DATA SECTION:
──────────

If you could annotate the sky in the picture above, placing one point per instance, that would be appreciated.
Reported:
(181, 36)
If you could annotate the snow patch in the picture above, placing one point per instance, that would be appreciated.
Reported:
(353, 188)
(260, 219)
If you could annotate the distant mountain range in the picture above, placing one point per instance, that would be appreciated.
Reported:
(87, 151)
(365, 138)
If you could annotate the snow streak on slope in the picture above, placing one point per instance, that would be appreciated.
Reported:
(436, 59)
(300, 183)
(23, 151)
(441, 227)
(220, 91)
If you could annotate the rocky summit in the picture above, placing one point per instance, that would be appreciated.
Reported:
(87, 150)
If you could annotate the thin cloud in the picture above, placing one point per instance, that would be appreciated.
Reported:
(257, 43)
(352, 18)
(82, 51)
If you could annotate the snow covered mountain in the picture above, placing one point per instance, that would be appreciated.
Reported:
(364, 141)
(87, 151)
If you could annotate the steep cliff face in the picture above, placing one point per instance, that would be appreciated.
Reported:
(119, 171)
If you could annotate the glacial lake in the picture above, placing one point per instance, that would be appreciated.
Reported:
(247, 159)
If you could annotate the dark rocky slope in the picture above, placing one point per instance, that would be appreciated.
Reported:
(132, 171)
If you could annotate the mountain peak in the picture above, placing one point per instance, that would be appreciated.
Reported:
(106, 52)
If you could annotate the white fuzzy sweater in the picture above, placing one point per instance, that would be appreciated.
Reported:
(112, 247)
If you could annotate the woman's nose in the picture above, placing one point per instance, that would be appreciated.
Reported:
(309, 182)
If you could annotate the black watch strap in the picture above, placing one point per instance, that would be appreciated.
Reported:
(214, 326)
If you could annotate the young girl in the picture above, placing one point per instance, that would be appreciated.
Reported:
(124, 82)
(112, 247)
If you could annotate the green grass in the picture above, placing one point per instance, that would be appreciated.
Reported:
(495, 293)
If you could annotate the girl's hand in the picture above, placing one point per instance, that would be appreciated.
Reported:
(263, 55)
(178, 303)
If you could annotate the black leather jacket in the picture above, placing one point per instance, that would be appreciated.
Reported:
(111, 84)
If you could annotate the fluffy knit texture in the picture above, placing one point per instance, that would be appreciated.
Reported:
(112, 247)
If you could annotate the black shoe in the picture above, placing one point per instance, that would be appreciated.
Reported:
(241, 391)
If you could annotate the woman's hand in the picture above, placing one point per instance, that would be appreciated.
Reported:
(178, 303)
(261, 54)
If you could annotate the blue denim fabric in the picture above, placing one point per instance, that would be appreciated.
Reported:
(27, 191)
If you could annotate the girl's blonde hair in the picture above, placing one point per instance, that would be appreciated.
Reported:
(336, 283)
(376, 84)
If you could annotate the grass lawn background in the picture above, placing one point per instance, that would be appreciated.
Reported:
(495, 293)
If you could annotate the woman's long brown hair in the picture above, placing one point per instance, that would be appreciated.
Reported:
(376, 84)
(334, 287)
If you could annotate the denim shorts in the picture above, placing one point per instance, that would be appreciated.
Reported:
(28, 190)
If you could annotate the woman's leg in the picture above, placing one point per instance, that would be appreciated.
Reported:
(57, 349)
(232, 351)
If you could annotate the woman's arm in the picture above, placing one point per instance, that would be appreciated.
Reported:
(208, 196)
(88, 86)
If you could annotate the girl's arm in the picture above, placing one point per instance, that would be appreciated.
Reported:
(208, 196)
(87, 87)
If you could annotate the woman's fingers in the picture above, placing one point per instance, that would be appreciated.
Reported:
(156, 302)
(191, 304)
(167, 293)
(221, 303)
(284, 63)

──────────

ACTIVITY: Would you please give back all of the material above exactly as it stands?

SOLUTION TO THE EXERCISE:
If you could annotate the sky in the picture above, placing one point per instance, that would be appreciated.
Reported:
(181, 36)
If you could annotate the snow patch in the picture above, placing one point per instance, that would be appreciated.
Reported:
(353, 188)
(260, 219)
If you could annotate the distant mountain range in the picture above, placing one point per instance, that would be appreciated.
Reported:
(87, 151)
(365, 138)
If you could annotate the snow streak on slope in the picture above, placing one point per instance, that would be appreciated.
Reported:
(436, 59)
(300, 183)
(23, 151)
(441, 227)
(220, 91)
If you could annotate the rocky summit in the picture above, placing one point per instance, that would be appreciated.
Reported:
(87, 150)
If you could annotate the thin cloud in the picture above, placing one point per instance, that would be appreciated.
Reported:
(257, 43)
(352, 18)
(82, 51)
If you could annotate the snow covered mountain in the picture above, placing one point per instance, that would be appreciated.
Reported:
(364, 141)
(87, 151)
If you could annotate the steep cliff face in the picture above, placing one point per instance, that would be appreciated.
Reported:
(119, 171)
If you could annotate the glacial lake in the picture above, placing one point per instance, that would be appreciated.
Reported:
(247, 159)
If you could annotate the dark rocky slope in the picture above, placing one point per instance, that would be appreciated.
Reported:
(132, 171)
If you could annotate the mountain peak in the picture above, placing one point per instance, that would be appreciated.
Reported:
(106, 52)
If you could annotate the white fuzzy sweater in the picture above, placing one point per instance, that would be appreciated.
Reported:
(112, 247)
If you could annotate the woman's nose in the picture above, placing one point per instance, that would be appreciated.
Reported:
(309, 182)
If you could annotate the black watch strap in the picture above, placing one point per instance, that would be appreciated.
Reported:
(214, 326)
If you could annotate the young girl in the picture above, placing one point per instance, that would be appreciated.
Reported:
(124, 82)
(112, 247)
If you could annotate the green grass in the picture above, placing one point per instance, that would be appreciated.
Reported:
(495, 293)
If you could annotate the girl's hand in the picture above, placing one point per instance, that would be appreciated.
Reported:
(263, 55)
(178, 303)
If you could annotate the black leather jacket in the picture above, placing one point per instance, that would be appreciated.
Reported:
(111, 84)
If you could annotate the fluffy knit texture in the picture above, placing one point per instance, that would be appreciated.
Reported:
(112, 247)
If you could annotate the black shoe in the picture above, placing one point per instance, that would be appreciated.
Reported:
(241, 391)
If you could annotate the woman's hand in the picture above, placing one point per instance, that would be appreciated.
Reported:
(178, 303)
(261, 54)
If you could annotate the blue denim fabric in the picture above, placing one point per instance, that would be appreciated.
Reported:
(27, 191)
If you could annotate the girl's blonde hair in the picture above, placing one point per instance, that would be appreciated.
Reported:
(336, 283)
(376, 84)
If you could annotate the grass lawn background in the picture above, placing one point per instance, that would be appreciated.
Reported:
(495, 293)
If you could annotate the woman's long brown hair in the picture above, placing one point per instance, that would be appreciated.
Reported:
(376, 84)
(334, 287)
If you could annotate the denim shorts in the picture above, placing one point per instance, that would be appreciated.
Reported:
(28, 190)
If you could annotate the woman's leg in the picture above, placing one point per instance, that would be appreciated.
Reported:
(57, 349)
(232, 351)
If you could annotate the woman's arm in the picture above, placing one point per instance, that would be appreciated.
Reported:
(208, 196)
(88, 86)
If you could annotate the girl's arm in the picture above, placing one point per instance, that would be appreciated.
Reported:
(208, 196)
(87, 87)
If you could annotate the woman's fingers in the picture above, placing one point per instance, that would be appreciated.
Reported:
(156, 302)
(191, 304)
(167, 293)
(221, 303)
(284, 63)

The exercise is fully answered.